=== INPUT ===

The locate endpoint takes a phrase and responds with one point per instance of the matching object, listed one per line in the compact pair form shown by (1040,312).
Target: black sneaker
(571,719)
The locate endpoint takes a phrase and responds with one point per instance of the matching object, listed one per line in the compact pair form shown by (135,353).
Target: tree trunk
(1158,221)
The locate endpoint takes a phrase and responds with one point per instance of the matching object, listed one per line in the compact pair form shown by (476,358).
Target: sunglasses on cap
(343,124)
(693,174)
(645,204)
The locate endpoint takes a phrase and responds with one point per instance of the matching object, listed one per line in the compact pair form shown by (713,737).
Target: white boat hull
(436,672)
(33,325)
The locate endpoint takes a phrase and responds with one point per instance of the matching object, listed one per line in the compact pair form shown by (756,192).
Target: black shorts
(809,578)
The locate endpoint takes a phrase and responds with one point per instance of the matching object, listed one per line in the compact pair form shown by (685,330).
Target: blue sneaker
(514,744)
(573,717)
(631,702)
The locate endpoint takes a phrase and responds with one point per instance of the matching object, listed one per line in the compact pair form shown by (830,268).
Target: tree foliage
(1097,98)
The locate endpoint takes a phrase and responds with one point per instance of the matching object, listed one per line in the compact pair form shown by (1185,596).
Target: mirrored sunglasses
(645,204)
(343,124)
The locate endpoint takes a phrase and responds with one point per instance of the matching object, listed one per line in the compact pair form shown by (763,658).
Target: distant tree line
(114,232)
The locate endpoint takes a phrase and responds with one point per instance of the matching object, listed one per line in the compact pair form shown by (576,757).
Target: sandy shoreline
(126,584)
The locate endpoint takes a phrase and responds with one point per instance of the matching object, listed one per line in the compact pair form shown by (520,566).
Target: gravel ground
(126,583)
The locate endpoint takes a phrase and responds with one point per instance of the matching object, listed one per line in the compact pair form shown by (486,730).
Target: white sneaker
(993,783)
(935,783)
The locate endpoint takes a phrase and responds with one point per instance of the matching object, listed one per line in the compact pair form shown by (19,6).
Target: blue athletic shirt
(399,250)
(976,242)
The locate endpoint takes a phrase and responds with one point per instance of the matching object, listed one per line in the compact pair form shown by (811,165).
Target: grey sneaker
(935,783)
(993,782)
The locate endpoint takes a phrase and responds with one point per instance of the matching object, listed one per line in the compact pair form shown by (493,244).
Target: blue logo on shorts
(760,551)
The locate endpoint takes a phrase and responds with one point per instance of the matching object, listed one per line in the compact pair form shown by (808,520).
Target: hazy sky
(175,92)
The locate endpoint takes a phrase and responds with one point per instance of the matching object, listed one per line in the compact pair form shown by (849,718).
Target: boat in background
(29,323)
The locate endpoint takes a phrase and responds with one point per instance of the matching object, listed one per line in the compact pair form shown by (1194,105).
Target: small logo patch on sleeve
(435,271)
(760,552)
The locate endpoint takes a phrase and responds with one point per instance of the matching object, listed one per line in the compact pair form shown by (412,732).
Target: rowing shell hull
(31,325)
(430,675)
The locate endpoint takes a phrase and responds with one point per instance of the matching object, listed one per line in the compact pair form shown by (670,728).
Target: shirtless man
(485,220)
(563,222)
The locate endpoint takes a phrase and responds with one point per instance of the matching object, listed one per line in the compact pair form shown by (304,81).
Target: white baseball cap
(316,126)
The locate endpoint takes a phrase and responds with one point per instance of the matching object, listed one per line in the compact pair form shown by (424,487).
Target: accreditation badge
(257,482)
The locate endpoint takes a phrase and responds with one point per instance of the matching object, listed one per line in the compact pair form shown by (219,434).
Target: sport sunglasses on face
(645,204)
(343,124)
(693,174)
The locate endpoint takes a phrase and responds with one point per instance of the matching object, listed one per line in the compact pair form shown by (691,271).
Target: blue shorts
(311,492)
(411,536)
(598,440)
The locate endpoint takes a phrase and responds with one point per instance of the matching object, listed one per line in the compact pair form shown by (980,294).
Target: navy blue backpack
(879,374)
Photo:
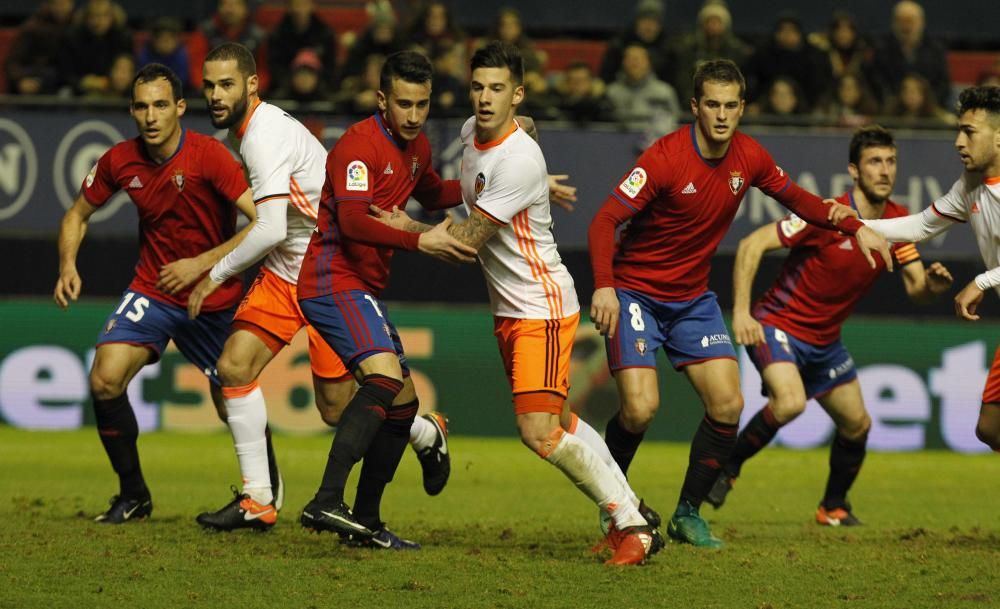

===

- WRITTEN PROBLEM -
Please count the lines in the data above that contain the word "tree" and reply with that number only.

- RESULT -
3